## Required task
Tally the lines in the records below that contain the string "white", matching case exactly, and report only the resulting number.

-- START OF Provided data --

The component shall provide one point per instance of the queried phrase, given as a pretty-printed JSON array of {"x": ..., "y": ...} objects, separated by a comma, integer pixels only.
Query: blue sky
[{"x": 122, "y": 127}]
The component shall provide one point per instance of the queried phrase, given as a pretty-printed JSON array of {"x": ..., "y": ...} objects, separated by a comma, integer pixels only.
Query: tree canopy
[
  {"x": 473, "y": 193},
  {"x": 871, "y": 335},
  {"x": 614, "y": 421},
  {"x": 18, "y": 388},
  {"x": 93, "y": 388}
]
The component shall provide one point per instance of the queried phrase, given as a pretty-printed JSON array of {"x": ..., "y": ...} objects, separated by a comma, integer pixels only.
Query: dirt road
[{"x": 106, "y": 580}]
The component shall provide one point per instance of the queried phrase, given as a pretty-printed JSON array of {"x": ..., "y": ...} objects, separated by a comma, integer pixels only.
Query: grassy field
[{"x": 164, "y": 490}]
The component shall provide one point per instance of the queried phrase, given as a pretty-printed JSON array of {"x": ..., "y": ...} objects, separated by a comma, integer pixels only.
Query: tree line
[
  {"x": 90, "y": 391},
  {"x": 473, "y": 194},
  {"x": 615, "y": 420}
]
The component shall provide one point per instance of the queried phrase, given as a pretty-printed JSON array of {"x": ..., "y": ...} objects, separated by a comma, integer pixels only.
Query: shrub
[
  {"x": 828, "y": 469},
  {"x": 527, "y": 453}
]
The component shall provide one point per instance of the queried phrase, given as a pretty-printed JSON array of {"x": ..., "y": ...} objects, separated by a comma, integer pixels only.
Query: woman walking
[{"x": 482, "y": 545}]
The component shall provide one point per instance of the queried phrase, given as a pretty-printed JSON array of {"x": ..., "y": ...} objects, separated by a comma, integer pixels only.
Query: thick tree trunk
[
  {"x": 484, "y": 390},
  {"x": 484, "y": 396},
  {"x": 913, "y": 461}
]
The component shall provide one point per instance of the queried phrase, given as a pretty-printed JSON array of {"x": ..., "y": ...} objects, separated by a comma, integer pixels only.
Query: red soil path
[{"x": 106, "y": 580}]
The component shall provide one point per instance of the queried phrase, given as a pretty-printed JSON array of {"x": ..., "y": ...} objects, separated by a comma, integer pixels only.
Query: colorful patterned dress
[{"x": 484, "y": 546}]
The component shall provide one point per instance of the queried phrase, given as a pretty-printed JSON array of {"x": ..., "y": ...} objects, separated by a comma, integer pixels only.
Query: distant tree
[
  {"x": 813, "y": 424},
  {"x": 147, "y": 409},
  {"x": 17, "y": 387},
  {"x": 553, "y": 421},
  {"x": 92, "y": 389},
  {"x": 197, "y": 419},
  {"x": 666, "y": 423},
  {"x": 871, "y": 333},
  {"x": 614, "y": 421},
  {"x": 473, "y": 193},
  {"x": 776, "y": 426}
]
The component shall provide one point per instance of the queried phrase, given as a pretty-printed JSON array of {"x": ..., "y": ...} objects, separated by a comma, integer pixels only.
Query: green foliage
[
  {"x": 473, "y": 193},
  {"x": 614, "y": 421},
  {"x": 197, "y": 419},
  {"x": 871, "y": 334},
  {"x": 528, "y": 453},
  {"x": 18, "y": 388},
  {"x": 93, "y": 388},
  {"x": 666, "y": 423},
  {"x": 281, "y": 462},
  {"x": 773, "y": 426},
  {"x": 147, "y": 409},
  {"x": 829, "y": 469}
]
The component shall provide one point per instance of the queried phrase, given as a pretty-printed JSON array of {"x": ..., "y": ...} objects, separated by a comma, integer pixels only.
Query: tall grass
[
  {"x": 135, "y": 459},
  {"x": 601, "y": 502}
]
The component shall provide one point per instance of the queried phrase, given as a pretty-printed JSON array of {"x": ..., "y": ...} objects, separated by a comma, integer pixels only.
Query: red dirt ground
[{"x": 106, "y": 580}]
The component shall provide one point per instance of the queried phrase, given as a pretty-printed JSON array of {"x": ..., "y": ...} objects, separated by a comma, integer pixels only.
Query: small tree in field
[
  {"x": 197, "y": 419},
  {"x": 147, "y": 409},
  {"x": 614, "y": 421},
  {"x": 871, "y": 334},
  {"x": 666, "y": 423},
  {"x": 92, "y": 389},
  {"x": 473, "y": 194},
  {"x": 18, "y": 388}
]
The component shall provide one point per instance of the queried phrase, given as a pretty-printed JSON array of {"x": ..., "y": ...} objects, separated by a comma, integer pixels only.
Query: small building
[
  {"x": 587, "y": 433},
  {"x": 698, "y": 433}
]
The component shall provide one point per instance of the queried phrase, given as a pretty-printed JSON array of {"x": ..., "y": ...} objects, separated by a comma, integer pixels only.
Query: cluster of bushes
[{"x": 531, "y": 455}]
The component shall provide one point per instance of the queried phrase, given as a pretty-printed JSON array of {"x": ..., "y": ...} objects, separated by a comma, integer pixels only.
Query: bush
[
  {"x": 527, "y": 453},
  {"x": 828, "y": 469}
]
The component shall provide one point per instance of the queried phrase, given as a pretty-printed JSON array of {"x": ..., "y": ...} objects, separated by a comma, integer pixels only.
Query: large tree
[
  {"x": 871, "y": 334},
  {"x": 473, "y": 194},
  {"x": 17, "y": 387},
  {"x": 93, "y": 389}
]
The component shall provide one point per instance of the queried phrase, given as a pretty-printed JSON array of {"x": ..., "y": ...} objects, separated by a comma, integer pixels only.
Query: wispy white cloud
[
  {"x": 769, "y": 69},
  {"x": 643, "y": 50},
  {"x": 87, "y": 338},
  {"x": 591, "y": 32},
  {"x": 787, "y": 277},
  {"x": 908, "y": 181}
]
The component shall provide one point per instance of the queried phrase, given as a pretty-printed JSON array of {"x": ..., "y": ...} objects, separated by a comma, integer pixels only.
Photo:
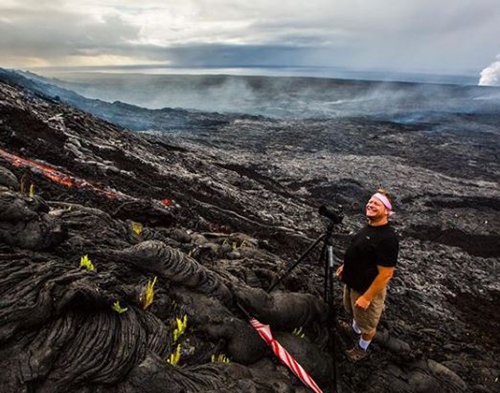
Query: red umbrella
[{"x": 283, "y": 355}]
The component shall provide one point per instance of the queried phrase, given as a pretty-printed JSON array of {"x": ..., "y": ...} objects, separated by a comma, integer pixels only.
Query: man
[{"x": 369, "y": 264}]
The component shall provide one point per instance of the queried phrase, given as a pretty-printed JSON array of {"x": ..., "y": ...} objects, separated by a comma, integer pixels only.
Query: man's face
[{"x": 375, "y": 209}]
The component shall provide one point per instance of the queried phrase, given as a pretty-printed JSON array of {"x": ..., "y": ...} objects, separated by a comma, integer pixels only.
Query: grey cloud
[{"x": 57, "y": 33}]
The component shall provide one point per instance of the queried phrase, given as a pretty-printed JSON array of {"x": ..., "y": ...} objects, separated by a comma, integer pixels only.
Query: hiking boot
[
  {"x": 356, "y": 354},
  {"x": 346, "y": 329}
]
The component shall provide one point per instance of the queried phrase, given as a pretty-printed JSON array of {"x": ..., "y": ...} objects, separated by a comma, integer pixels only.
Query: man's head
[{"x": 379, "y": 208}]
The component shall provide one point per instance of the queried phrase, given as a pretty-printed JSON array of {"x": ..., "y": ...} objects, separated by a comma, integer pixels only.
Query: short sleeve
[{"x": 387, "y": 252}]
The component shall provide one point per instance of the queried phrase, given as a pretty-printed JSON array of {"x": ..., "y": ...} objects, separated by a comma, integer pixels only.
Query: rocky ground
[{"x": 217, "y": 218}]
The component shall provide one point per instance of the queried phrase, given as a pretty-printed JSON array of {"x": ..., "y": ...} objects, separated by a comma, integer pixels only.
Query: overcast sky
[{"x": 445, "y": 36}]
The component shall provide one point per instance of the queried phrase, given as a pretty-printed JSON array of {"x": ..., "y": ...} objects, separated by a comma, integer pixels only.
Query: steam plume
[{"x": 490, "y": 76}]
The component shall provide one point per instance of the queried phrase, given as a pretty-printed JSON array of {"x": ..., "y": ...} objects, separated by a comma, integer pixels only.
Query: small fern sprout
[
  {"x": 119, "y": 309},
  {"x": 147, "y": 295},
  {"x": 175, "y": 357},
  {"x": 86, "y": 263}
]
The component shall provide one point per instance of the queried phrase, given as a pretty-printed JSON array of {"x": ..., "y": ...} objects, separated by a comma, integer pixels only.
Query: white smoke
[{"x": 490, "y": 76}]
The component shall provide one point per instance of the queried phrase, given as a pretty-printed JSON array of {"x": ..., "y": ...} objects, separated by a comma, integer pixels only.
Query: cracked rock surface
[{"x": 218, "y": 224}]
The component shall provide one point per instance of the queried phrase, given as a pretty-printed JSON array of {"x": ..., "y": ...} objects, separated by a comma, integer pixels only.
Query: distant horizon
[{"x": 325, "y": 72}]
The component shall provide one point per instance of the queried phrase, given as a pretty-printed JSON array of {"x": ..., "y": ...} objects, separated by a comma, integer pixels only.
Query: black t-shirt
[{"x": 370, "y": 247}]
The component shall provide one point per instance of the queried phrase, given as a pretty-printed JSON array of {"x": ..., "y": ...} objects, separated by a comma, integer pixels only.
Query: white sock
[{"x": 363, "y": 343}]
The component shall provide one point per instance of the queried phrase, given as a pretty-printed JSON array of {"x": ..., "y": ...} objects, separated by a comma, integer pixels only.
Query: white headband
[{"x": 382, "y": 198}]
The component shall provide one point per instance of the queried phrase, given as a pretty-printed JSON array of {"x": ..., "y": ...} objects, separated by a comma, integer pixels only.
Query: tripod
[{"x": 327, "y": 260}]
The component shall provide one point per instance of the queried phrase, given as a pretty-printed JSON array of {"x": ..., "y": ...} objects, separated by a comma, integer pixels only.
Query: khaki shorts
[{"x": 367, "y": 320}]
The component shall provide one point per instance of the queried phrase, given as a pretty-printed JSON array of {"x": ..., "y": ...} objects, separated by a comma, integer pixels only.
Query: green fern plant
[
  {"x": 221, "y": 358},
  {"x": 136, "y": 227},
  {"x": 86, "y": 263},
  {"x": 119, "y": 309},
  {"x": 175, "y": 357},
  {"x": 147, "y": 295},
  {"x": 181, "y": 327}
]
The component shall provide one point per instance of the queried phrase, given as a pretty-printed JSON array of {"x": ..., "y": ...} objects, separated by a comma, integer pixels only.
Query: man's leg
[{"x": 367, "y": 321}]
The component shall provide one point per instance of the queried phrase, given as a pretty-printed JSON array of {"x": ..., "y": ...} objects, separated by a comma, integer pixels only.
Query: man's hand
[
  {"x": 339, "y": 271},
  {"x": 363, "y": 302}
]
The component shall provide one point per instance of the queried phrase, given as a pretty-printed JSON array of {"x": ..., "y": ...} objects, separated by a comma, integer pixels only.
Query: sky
[{"x": 452, "y": 37}]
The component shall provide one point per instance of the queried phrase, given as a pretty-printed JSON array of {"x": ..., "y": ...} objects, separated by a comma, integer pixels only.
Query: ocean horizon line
[{"x": 323, "y": 72}]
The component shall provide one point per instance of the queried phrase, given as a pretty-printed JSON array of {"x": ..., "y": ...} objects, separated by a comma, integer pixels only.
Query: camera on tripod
[{"x": 333, "y": 213}]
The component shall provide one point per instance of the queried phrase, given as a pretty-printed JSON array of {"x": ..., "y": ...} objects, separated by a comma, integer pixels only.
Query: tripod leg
[{"x": 289, "y": 270}]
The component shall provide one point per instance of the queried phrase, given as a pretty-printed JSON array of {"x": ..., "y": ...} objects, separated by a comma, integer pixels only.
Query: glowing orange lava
[{"x": 55, "y": 175}]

-- END OF Provided data --

## The completed task
4